### What this task involves
Exact copy, pictures excluded: reproduce every record below.

Start of Dataset records

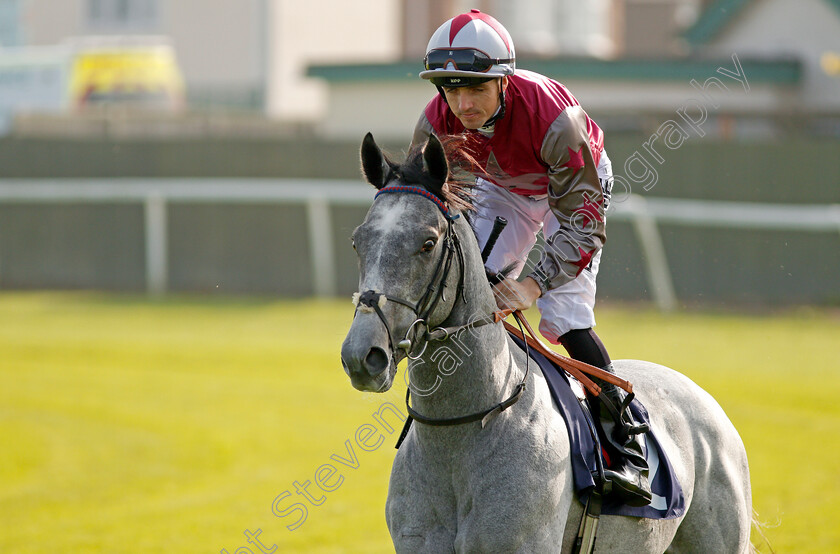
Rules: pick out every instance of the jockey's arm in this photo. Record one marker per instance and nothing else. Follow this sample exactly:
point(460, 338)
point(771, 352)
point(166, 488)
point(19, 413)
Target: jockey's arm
point(576, 199)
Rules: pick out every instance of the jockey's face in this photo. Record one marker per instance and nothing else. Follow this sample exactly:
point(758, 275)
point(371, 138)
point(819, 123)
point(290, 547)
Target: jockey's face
point(474, 105)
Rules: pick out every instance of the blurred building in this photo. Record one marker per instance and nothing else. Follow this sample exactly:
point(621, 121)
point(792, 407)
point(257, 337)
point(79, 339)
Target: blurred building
point(746, 68)
point(345, 67)
point(240, 54)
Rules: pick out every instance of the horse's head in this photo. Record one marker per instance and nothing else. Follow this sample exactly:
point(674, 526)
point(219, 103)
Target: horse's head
point(410, 263)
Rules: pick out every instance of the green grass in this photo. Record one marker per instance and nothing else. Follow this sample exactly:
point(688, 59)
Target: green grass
point(129, 425)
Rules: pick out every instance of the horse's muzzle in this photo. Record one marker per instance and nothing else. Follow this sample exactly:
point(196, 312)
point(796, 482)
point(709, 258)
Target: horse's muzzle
point(367, 365)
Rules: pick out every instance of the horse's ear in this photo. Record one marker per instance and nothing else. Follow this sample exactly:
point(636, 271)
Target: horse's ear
point(434, 161)
point(375, 167)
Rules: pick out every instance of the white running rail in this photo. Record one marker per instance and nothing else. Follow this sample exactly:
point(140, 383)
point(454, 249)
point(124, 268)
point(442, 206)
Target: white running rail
point(317, 195)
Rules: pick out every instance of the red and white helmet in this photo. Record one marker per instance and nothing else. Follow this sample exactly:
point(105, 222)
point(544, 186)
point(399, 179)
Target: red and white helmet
point(469, 48)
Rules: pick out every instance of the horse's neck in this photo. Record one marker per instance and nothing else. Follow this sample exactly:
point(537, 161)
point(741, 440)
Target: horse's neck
point(473, 369)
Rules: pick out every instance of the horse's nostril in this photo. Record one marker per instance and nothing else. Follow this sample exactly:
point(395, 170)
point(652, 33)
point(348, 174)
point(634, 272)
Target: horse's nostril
point(376, 361)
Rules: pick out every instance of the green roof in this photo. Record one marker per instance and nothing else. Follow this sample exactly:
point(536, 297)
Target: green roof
point(718, 15)
point(780, 71)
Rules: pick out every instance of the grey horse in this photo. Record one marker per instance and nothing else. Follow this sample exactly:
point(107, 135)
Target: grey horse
point(504, 484)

End of Dataset records

### Output of the task
Rules: pick out every instance of the jockey's arm in this photo. Record one marker per instance and nothing else. Follow this sample exactly:
point(460, 338)
point(771, 352)
point(166, 488)
point(19, 413)
Target: jockey's arm
point(576, 199)
Rules: pick out every instance of the jockey's face in this photo. Record one marker per instance and nothing else. Follow this sample exactly:
point(758, 275)
point(371, 138)
point(819, 123)
point(290, 547)
Target: jockey's face
point(474, 105)
Rules: pick out every instance of the blurred building in this photo. Record one marker per instance and nothing else. Follow this sample exactly:
point(621, 121)
point(792, 407)
point(257, 337)
point(79, 339)
Target: blurred building
point(746, 68)
point(345, 67)
point(240, 54)
Rules: pick out every instance of the horse's head in this photo. Record one marker per instance and nothing else. Follow this sample exactly:
point(674, 526)
point(219, 103)
Target: horse's head
point(410, 263)
Rules: pick out every instance of the green grass in this photo. Record one marker per instance and nothing else. Follow this sample exactly:
point(688, 59)
Target: green grass
point(129, 425)
Rules: pick out every instance of the horse's muzzle in this photo. Record one marker per instance and nothing else. Follow this sample exactly:
point(196, 312)
point(796, 482)
point(709, 258)
Target: horse's muzzle
point(367, 365)
Rules: pick out every instance of the horse's ear in this photo. Record one marker per instance and nothing else. Follow this sample exactly:
point(636, 271)
Target: horse's ear
point(434, 161)
point(375, 167)
Rules: pick out every instance of the white running rail in this photo. Record one marker per instance and nothing else. Follow this sample exactly:
point(140, 383)
point(454, 249)
point(124, 268)
point(442, 206)
Target: white running rail
point(317, 195)
Rules: pick out every instance of the red and white helmet in this photo. Record one marker per instance and nothing else. Follow this sample exactly:
point(105, 222)
point(544, 186)
point(399, 179)
Target: red and white helmet
point(469, 48)
Rules: pick out every instance of the horse's neck in this photo. Record one marker per instance and nothing else. Follow this sample exactly:
point(537, 161)
point(741, 440)
Target: horse's neck
point(473, 369)
Rules: pick out every instance of the horse's nostril in this photo. Record one marker per instance and nothing else. Follow this sample exactly:
point(395, 170)
point(652, 33)
point(348, 174)
point(634, 272)
Target: horse's nostril
point(376, 361)
Rules: pick out every instance of the green roof in this photo. Record one marker per instance and nothing else. Follow this sample exactly:
point(536, 297)
Target: green roof
point(718, 15)
point(780, 71)
Rules: pick out every instance of the grey horse in this photo. Record one marker per instance and nothing else. Follow this sample exactly:
point(107, 135)
Target: grey horse
point(504, 484)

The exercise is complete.